»»

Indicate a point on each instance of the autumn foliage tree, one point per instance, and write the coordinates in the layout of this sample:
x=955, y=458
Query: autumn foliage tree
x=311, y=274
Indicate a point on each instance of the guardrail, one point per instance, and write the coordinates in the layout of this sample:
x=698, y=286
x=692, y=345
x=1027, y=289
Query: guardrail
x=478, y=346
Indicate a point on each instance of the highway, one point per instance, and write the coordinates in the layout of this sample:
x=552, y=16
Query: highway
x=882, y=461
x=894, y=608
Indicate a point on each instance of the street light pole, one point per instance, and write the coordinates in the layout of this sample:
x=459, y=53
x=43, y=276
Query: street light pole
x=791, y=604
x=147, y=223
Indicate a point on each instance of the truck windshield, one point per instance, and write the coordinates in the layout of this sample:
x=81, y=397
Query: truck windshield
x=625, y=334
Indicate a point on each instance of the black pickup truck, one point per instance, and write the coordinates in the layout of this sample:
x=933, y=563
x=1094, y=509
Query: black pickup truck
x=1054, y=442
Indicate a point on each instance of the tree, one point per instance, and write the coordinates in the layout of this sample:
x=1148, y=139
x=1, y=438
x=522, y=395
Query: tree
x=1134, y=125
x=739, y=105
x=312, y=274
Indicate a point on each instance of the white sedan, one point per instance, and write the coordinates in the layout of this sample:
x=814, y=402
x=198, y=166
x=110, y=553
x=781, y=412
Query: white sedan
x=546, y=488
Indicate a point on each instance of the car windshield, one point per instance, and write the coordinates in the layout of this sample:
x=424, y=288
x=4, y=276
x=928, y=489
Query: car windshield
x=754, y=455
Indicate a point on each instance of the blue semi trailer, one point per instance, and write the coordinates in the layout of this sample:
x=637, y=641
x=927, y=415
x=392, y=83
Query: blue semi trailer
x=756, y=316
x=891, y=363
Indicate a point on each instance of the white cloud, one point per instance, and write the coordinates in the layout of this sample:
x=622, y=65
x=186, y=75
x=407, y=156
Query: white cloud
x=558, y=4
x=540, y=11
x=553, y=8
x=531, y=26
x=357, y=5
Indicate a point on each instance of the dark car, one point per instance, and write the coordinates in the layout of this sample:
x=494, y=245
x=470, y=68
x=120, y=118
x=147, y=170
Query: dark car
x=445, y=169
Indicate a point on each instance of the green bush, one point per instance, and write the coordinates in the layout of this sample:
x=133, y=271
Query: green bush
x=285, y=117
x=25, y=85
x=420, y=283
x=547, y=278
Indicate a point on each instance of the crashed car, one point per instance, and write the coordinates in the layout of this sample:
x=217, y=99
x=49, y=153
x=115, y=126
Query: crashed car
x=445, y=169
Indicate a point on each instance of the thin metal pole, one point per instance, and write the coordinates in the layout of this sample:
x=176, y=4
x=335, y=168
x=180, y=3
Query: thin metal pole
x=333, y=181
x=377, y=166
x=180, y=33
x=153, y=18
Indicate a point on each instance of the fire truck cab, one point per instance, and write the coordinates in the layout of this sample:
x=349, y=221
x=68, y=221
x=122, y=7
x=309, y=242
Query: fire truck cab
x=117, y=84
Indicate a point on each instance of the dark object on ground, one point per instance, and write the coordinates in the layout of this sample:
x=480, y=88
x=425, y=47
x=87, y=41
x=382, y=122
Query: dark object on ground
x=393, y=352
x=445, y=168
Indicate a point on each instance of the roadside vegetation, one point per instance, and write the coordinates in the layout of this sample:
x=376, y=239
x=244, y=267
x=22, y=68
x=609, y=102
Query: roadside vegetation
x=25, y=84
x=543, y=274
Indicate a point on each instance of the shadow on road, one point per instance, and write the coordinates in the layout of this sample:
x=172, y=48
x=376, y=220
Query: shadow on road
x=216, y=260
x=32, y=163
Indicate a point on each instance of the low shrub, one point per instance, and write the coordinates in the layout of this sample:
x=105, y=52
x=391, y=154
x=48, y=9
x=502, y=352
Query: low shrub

««

▶ **What you have to do**: Set down all of the lines above again, word for word and character for character, with nothing left out or changed.

▶ **Result**:
Indicate a point on each instance of the autumn foliage tree, one point per instance, and write the coordinates in the layout of this sample:
x=955, y=458
Query: autumn foliage tree
x=311, y=274
Indicate a point on each instance of the guardrail, one point per instance, and write the coordinates in the layout of this sample:
x=698, y=286
x=692, y=345
x=1027, y=289
Query: guardrail
x=478, y=346
Indicate a point on each instance of the highway, one point per instance, and write the coordinates in the layout of this sample:
x=552, y=16
Query: highway
x=882, y=461
x=894, y=608
Indicate a point on each instance of the street light pole, one point per instance, and write the coordinates in the layout of this sample:
x=459, y=53
x=43, y=276
Query: street light pole
x=791, y=604
x=147, y=223
Indicate a point on each instance of the truck windshield, one point per instance, and write the coordinates in the layout of this sample:
x=81, y=397
Query: truck windshield
x=625, y=334
Indicate a point on each instance of the black pickup truck, one point per instance, and write the coordinates in the layout of this sample:
x=933, y=563
x=1094, y=509
Query: black pickup truck
x=1054, y=442
Indicate a point on each instance of the tree, one point per instance, and write the coordinates in the layout of this sample:
x=1148, y=139
x=1, y=438
x=522, y=395
Query: tree
x=1134, y=125
x=739, y=105
x=312, y=274
Indicate a point on each instance of the white sedan, one point per instance, and write the coordinates in the layout of this sample:
x=814, y=402
x=198, y=166
x=110, y=553
x=781, y=412
Query: white sedan
x=546, y=488
Indicate a point on each instance of the car windshield, one point per instance, and write the coordinates in the layout of this sample:
x=424, y=288
x=4, y=276
x=928, y=489
Query: car windshield
x=754, y=455
Indicate a point on each instance of the blue semi trailer, one point per instance, and write the coordinates in the layout of this sample:
x=637, y=641
x=927, y=415
x=392, y=83
Query: blue semi trailer
x=756, y=316
x=891, y=363
Indicate a point on each instance of the white cloud, one point per instance, and write the coordinates in the layout of this sample:
x=622, y=65
x=186, y=75
x=407, y=156
Query: white cloud
x=558, y=4
x=540, y=11
x=553, y=8
x=531, y=26
x=357, y=5
Indicate a point on each instance of the dark car, one point per instance, and write the coordinates in the layout of this sample:
x=494, y=245
x=470, y=68
x=120, y=118
x=147, y=170
Query: dark car
x=445, y=169
Indicate a point on each instance of the green bush, one point per instance, and write the coordinates in the layout of this sample:
x=133, y=271
Query: green bush
x=285, y=117
x=25, y=85
x=420, y=283
x=547, y=278
Indicate a point on each instance of the crashed car, one point per instance, and write the coordinates in the layout of this sample:
x=217, y=99
x=49, y=153
x=115, y=126
Query: crashed car
x=445, y=169
Indicate a point on each instance of the thin metal pole, one point per instance, and write the coordinates in the layout of this sample:
x=176, y=4
x=335, y=168
x=180, y=3
Query: thin metal pole
x=333, y=181
x=377, y=166
x=180, y=33
x=153, y=18
Indicate a point on each instance of the fire truck cab, one point per instance, and write the coordinates in the layout of this sample:
x=349, y=221
x=68, y=221
x=122, y=7
x=309, y=242
Query: fire truck cab
x=117, y=84
Indicate a point on each instance of the dark object on ground, one point per instance, and write the coordinates in the layout of this sample:
x=480, y=88
x=425, y=47
x=87, y=41
x=382, y=122
Query: dark object on ground
x=393, y=352
x=445, y=168
Indicate a point on each instance of the roadside vegetation, one point per instance, and write the coordinates in the layout of this sample:
x=376, y=239
x=244, y=267
x=22, y=68
x=609, y=102
Query: roadside vegetation
x=25, y=84
x=543, y=274
Indicate a point on each instance of the shadow on road, one point per instance, and write the coordinates in the layout of this sample:
x=172, y=48
x=376, y=220
Query: shadow on road
x=216, y=260
x=32, y=163
Indicate a point on each instance of the low shrub, one point per instance, and write the coordinates in the layout of this sample:
x=105, y=52
x=391, y=154
x=48, y=9
x=502, y=352
Query: low shrub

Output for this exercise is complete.